**ページ本文**.
—————
Julia : スクリプト言語最速? 手軽さと速さを求めた科学技術計算向け言語

一般的に Ruby, Python といったスクリプト言語は手軽に書けるけど、遅いという特徴があります。
今回はスクリプト言語でありながら、速度も求めた Julia という言語を紹介します。 Julia は科学技術計算向けですが、汎用的な用途にも使えると思います。

ちなみに計算時間は速いみたいですが、立ち上がりがすごく遅いので、 タイトルにはちょっと偽りがあります。

科学技術計算向け言語

先に科学技術計算の分野と、よく使われている言語について簡単に説明します。

科学技術計算というのは線形代数、数値解析、統計解析など専門的な数値計算をする分野です。 大抵のアプリではディスクアクセスやネットワーク通信が先にスピードネックになることが多いので、 純粋に言語としての速度が求められる分野でもあります。

数値計算に関しては Fortran という言語が大昔からあります。 これは簡単なものに限定すれば、いまでも最速の部類です。
ただし、総合的に見た場合は C, C++ 言語の方が速いことが多いです。 また、実用性も高いので、速いプログラムを作りたい場合には C, C++ 言語が使われるのが普通です。

しかし、 C, C++ 言語は実装が大変です。 手軽に作りたいといえば、スクリプト言語です。
スクリプト言語の中では比較的 Python が科学技術計算に強いと言われています。


ただ Python はもともといろんな用途に使える汎用のプログラミング言語です。 専門的な計算用のライブラリーなどをたくさん用意し、計算の処理をより書きやすいように特化したものが 科学技術計算向け言語です。
このジャンルでは R 言語MATLAB が有名どころだと思います。
MATLAB は正確には数値解析ソフトウェアであり、その中で使われているプログラミング言語です。 これは商用なので、互換性のある GNU OCtave といった言語もあります。

Julia とは

Julia も R 言語や MATLAB のような科学技術計算向けの言語です。 すでに大御所的な言語がある中、なぜ Julia が作られたかというと書きやすさ、速さなどのためです。
Julia は書きやすいスクリプト言語でありながら、速さも売りにしています。
—————
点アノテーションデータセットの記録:
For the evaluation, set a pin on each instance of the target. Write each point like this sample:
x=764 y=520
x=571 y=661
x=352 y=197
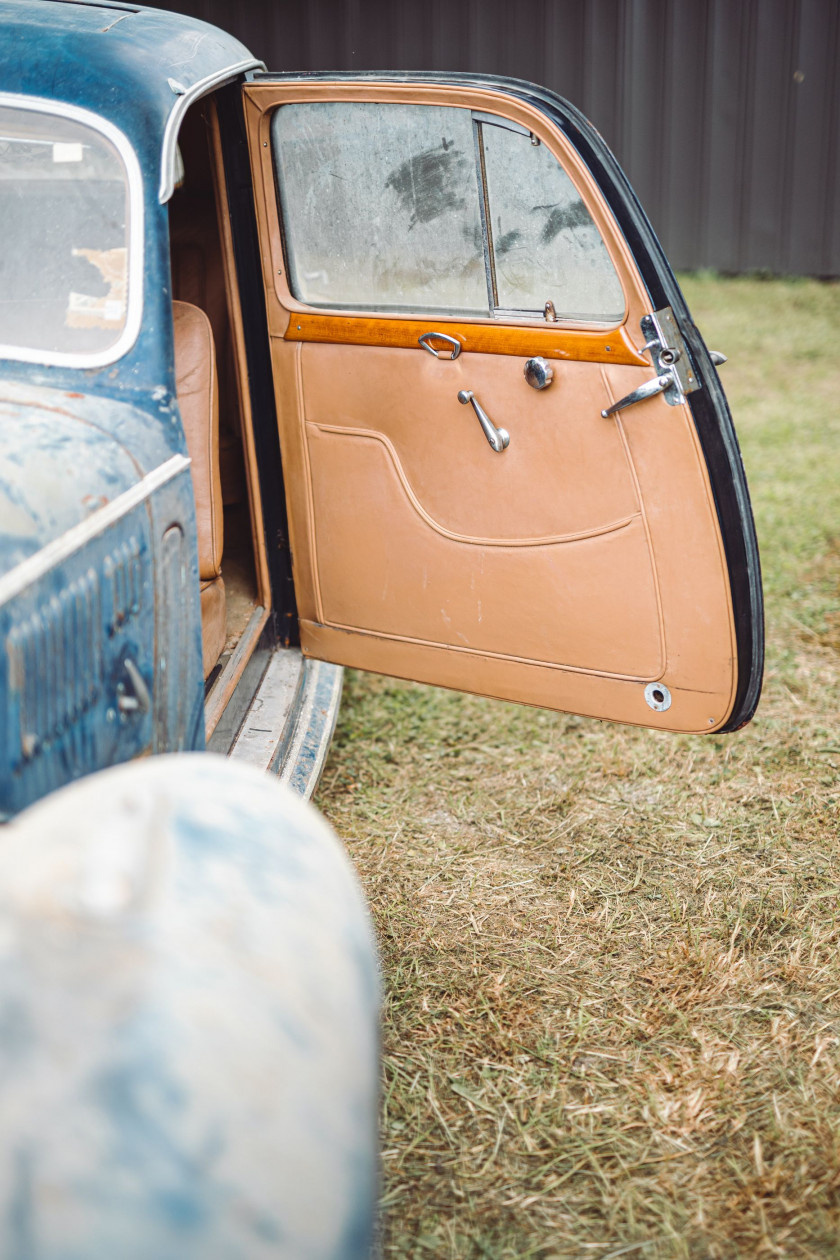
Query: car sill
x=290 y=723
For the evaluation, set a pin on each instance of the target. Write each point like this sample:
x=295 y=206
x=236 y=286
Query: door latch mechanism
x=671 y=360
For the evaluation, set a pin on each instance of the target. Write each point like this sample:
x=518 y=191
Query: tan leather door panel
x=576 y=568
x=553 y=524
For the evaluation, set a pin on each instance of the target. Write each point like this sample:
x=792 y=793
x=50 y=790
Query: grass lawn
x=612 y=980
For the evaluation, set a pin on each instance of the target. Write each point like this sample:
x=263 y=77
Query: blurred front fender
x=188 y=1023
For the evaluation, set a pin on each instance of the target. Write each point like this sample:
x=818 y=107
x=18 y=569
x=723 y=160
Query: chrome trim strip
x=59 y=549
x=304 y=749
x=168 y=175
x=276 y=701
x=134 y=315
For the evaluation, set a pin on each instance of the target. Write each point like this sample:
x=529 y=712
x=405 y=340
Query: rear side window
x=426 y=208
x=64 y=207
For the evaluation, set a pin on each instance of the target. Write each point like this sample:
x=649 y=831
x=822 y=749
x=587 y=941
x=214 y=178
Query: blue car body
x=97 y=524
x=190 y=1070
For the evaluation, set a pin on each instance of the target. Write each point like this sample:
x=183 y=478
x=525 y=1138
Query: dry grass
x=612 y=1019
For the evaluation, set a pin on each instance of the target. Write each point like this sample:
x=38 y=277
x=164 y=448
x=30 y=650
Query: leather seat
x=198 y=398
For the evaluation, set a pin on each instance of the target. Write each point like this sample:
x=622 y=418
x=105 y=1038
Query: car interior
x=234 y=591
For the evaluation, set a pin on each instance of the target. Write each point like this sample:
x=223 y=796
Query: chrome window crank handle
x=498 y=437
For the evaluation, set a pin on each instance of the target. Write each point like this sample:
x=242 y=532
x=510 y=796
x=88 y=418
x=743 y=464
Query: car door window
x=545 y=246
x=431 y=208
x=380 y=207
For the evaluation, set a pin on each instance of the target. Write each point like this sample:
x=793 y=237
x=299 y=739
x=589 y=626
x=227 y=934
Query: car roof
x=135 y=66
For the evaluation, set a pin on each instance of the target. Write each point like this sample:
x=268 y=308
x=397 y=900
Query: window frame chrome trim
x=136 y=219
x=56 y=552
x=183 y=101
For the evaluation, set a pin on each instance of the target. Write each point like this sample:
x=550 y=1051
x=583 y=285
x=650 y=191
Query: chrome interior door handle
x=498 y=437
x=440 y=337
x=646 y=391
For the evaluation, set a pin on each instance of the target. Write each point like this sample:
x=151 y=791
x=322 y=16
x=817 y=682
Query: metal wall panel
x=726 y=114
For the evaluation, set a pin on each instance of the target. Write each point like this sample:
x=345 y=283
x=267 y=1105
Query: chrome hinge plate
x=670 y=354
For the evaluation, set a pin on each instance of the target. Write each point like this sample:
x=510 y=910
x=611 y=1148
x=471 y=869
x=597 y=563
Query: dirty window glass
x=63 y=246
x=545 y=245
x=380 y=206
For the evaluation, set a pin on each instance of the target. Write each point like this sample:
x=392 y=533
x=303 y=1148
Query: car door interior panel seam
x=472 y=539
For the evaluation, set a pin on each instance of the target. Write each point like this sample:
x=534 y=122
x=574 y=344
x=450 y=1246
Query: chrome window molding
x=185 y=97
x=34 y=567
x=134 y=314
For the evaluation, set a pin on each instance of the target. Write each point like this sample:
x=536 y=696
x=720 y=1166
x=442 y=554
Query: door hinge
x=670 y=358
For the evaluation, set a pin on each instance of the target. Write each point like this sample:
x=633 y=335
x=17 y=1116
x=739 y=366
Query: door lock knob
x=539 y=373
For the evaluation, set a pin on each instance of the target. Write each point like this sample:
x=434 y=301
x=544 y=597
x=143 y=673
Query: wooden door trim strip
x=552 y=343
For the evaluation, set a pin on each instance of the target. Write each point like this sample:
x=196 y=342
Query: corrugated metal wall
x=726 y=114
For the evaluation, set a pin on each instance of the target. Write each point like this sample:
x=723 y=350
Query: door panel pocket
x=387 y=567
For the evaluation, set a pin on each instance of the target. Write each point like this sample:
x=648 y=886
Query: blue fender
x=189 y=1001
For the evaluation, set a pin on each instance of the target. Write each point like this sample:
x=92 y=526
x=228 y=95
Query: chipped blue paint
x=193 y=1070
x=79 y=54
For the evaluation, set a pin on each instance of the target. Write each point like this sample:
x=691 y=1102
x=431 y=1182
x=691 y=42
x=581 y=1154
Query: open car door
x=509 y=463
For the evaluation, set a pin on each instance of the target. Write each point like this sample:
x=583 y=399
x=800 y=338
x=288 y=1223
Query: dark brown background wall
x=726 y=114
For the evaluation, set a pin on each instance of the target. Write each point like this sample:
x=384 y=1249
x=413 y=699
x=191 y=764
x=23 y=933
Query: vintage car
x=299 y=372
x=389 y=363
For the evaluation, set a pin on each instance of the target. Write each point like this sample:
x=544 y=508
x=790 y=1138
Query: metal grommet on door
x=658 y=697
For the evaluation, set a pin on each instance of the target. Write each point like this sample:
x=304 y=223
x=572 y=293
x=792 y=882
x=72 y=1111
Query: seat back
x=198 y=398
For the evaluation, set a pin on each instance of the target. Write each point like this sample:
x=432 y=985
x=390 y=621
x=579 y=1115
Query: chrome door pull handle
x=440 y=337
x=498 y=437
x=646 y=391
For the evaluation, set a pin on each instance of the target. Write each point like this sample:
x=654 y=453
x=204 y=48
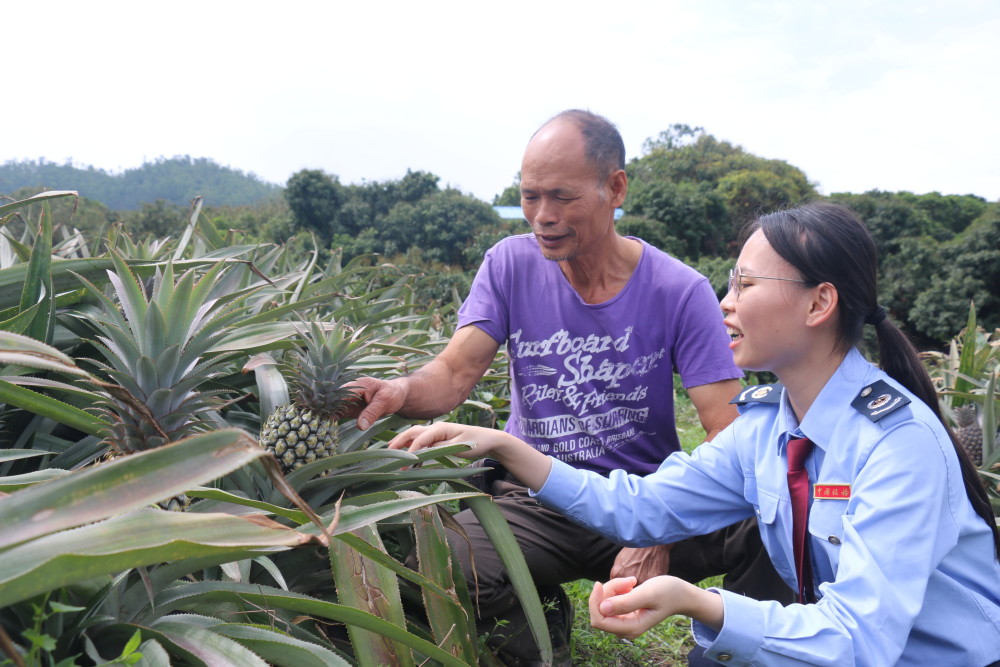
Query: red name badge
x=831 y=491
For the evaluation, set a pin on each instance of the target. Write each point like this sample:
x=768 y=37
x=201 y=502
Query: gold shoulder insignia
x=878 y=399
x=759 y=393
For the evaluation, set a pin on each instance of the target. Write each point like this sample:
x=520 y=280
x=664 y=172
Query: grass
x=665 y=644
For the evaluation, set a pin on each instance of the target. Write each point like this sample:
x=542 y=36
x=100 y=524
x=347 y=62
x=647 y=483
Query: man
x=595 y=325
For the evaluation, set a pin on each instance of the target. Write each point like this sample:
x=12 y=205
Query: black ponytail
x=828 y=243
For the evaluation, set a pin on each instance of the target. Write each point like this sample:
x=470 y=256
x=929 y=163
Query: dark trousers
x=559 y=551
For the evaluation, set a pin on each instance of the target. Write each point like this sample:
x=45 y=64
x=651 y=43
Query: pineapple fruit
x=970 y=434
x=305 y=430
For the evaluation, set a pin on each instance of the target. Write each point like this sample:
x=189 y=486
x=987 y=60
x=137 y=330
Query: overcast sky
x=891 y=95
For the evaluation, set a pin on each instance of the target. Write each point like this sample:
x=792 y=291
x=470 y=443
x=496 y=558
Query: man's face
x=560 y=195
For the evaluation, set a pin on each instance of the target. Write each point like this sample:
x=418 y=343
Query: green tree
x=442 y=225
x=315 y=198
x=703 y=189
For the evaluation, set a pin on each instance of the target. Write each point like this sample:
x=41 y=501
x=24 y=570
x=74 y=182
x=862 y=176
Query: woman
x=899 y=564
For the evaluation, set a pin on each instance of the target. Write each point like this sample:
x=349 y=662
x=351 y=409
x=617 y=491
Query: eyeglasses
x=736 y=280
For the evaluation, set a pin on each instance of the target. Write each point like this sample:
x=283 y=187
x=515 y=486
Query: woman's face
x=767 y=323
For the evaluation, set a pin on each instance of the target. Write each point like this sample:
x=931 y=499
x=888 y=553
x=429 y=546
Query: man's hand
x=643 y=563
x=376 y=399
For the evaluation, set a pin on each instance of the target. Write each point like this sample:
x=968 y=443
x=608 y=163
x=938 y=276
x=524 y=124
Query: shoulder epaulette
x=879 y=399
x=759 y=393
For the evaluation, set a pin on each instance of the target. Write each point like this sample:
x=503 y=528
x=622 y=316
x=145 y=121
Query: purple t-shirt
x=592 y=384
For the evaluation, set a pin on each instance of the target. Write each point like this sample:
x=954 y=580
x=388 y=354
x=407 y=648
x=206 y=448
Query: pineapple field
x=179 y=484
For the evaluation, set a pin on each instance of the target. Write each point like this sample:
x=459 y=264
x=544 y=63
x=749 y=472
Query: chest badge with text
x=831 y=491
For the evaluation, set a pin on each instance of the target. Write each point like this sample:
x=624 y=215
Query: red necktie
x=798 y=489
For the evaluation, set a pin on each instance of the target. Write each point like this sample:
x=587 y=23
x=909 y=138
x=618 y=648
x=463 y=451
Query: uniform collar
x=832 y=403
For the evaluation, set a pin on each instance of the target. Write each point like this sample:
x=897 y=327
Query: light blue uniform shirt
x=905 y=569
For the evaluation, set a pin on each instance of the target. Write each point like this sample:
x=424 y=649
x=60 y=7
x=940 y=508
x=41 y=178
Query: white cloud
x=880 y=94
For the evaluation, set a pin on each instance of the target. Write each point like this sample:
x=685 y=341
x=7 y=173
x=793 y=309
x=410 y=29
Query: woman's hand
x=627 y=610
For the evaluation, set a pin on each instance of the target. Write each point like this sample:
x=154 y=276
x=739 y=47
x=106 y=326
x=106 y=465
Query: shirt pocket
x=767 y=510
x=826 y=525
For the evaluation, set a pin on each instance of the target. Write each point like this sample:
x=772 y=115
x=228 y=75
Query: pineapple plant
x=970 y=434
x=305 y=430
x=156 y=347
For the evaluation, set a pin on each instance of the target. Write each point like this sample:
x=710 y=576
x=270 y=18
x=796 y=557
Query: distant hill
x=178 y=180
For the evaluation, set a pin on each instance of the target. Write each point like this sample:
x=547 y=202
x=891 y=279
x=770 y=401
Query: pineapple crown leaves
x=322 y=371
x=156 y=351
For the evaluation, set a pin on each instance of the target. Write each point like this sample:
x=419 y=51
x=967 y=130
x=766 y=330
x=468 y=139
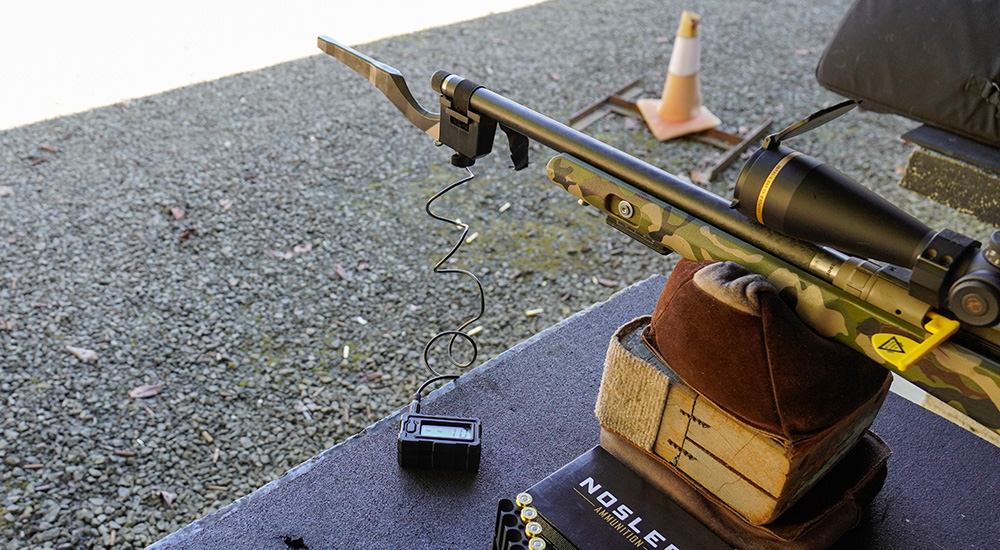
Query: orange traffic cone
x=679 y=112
—————
**解くべき問題**.
A. ページ本文のうち、「数値計算に関しては Fortran という言語が大昔からあります。」を含む語句で始まり「R 言語MATLAB が有名どころだと思います。」で終わる部分を、「Fortran」を「COBOL」に置き換えて書き直してください。
B. ページ本文によると、スクリプト言語の中で比較的科学技術計算に強いと言われている言語は何か。
資料は使わなくてよい。

**解答例**.
A.
数値計算に関しては COBOL という言語が大昔からあります。 これは簡単なものに限定すれば、いまでも最速の部類です。
ただし、総合的に見た場合は C, C++ 言語の方が速いことが多いです。 また、実用性も高いので、速いプログラムを作りたい場合には C, C++ 言語が使われるのが普通です。

しかし、 C, C++ 言語は実装が大変です。 手軽に作りたいといえば、スクリプト言語です。
スクリプト言語の中では比較的 Python が科学技術計算に強いと言われています。


ただ Python はもともといろんな用途に使える汎用のプログラミング言語です。 専門的な計算用のライブラリーなどをたくさん用意し、計算の処理をより書きやすいように特化したものが 科学技術計算向け言語です。
このジャンルでは R 言語MATLAB が有名どころだと思います。

B. Python である。